WHAT IS EXPECTED — Each entry below is to be transcribed exactly.

EXERCISE MATERIALS —
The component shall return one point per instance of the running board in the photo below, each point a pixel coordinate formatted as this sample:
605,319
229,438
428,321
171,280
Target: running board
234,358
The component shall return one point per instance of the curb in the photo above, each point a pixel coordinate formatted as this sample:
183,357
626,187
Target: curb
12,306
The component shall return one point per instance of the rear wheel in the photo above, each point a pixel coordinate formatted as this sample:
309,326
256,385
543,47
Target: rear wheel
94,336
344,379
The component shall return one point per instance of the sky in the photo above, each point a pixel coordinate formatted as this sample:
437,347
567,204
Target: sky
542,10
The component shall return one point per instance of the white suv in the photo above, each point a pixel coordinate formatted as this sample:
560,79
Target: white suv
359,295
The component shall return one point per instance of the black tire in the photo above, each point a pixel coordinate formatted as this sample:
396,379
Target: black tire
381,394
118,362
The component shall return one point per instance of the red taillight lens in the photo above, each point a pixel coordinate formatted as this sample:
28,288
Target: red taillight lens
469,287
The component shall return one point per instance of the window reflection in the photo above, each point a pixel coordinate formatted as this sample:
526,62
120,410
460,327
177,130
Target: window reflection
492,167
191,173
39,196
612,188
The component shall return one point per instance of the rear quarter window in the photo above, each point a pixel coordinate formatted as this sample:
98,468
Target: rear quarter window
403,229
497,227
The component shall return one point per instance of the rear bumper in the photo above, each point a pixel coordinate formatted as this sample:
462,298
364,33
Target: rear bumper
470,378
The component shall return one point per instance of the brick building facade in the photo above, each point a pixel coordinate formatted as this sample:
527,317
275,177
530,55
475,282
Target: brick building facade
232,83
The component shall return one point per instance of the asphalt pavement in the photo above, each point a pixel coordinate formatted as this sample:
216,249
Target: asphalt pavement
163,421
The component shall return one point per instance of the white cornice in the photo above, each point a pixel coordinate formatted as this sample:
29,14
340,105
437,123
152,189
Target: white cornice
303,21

OUTPUT OF THE TASK —
The component shall return one point per instance of the running board in the photo below, each point a pixel coordinate formatted as this sample:
605,319
229,438
428,321
171,280
Target: running board
234,358
The component shall return one point per instance of the curb in the photo above, each point a pixel coordinate formatted as this sample:
183,357
626,187
Target: curb
12,306
The component shall return one point per instance of the rear wheel in the photo above, each point a pixel coordinate formatted as this sample:
309,326
256,385
543,47
Target: rear wheel
94,336
344,379
The component shall return one point per instance of the sky in the photo above, each point a pixel coordinate formatted as this sample:
437,347
567,204
Target: sky
542,10
The component shall return one point per instance of the white suv in the photo above, each point a pixel coordinate formatted as this sample:
560,79
Target: white suv
359,295
The component shall return one point per instance of the black tire in the photo above, each point a pixel coordinate formatted as this sample:
396,379
Target: black tire
381,394
118,362
The component shall return one point per instance of the red taillight lens in the photo above, each point a pixel coordinate formatted as this sample:
28,288
Target: red taillight lens
469,287
The component shall return one point per instance of the window reflection in the photo above, each point a pixel coordinate formatted as this sample:
526,62
120,410
460,327
177,130
Target: window reflection
492,167
191,173
39,196
612,188
The component shall return one point per instance of the rear quarter window in the photo above, each point a pixel coordinate formatted as this sample:
98,468
Target: rear quarter window
403,229
497,227
The component shall return one point per instance of the rear bumper in the photo above, each point a pixel coordinate formatted as this sample:
462,298
364,33
Target: rear bumper
470,378
The component shall return one point per instance of the brick building facade in the photo above, each point a pixel coordinate formatted as this sample:
527,317
275,177
530,55
475,282
Target: brick building facade
232,83
The component shall return one point per instance of the asphalt pavement in the photo above, each point a pixel coordinate formatted as this sample:
216,249
Target: asphalt pavement
163,421
The component shall return one point per instance of the white cornice in the photo above, each point a pixel coordinate formatted as this sample:
29,14
340,105
437,123
152,189
Target: white cornice
303,21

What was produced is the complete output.